▶ [INSTRUCTION 1] In the article on load-balancing Client Access servers, swap "load balancing" for "failover clustering" and reproduce the passage that begins at "In my previous" and stops after "Client Access role.".
▶ [INSTRUCTION 2] Write the next part of the article on load-balancing Exchange Client Access servers, following on from its final sentence.

▶ [PAGE TEXT]
· · · · ·

Exchange Server's Client Access: Load-Balancing Your Servers

The Client Access server role plays a big part in Microsoft Exchange Server 2010 by providing the access point for every Exchange client. With such a big responsibility, you need to ensure that your Client Access servers can handle the load from your users and that these servers have minimal downtime.

In my previous articles in this series, I provided an introduction to the Client Access server role ("Exchange Server's Client Access: An Introduction") and gave you an overview of how to deploy it in your organization ("Exchange Server's Client Access: Deploying Your Servers"). In this article, I focus on giving your Client Access servers a little R&R—that's Resiliency and Redundancy. I'll do this by showing you how load balancing works and then how to apply it to the Client Access role.

Introduction to Load Balancing

At a high level, load balancing is a way to distribute workload across multiple systems. Sometimes people refer to these systems as a farm or an array. By distributing the load, you maximize your servers' resource use while minimizing response delay and system downtime. In a load-balanced array, redundancy is acquired inherently: If one of the systems in the array goes offline, that system's load transfers automatically to another system.

· · · · ·

▶ [DATASET EXCERPT]
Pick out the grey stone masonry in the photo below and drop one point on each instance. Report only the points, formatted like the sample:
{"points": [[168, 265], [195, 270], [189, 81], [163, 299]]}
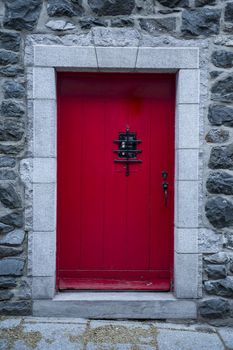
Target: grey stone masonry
{"points": [[95, 32]]}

· · · · ·

▶ [EXERCISE OUTPUT 1]
In my previous articles in this series, I provided an introduction to the Client Access server role ("Exchange Server's Client Access: An Introduction") and gave you an overview of how to deploy it in your organization ("Exchange Server's Client Access: Deploying Your Servers"). In this article, I focus on giving your Client Access servers a little R&R—that's Resiliency and Redundancy. I'll do this by showing you how failover clustering works and then how to apply it to the Client Access role.

▶ [EXERCISE OUTPUT 2]
Network-based load balancing is a form of clustering, but you shouldn't confuse it with the concept of resource clustering. The difference between the two is that in resource clustering there are resources that the groups of servers share. These resources can take many forms, such as system services, IP addresses, or data. In network-based load balancing, however, there are no shared resources across the nodes. Instead, load balancing is TCP/IP-based. A user accesses a network service on a specific port, such as an HTTPS connection on port 443, and the load balancer ensures that one of the servers in the array responds to that connection.

Load balancers come in two primary forms: external devices and server software. Different load-balancing products not only work differently but also scale differently and provide unique features. In general, though, the premise is the same—they intercept network traffic before it reaches the service and distribute the load across the array of servers.

External load balancers sit in front of the server array and are exposed to the end user or reverse proxy instead of the individual servers. Figure 1 shows a load-balanced array of Client Access servers with an external load balancer. In this design, the load balancer has a unique name (mail.contoso.com) that users access directly. When a connection is established with the load balancer, the device determines which Client Access server will do the work. The external load balancer then brokers the connection to one of the Client Access server nodes.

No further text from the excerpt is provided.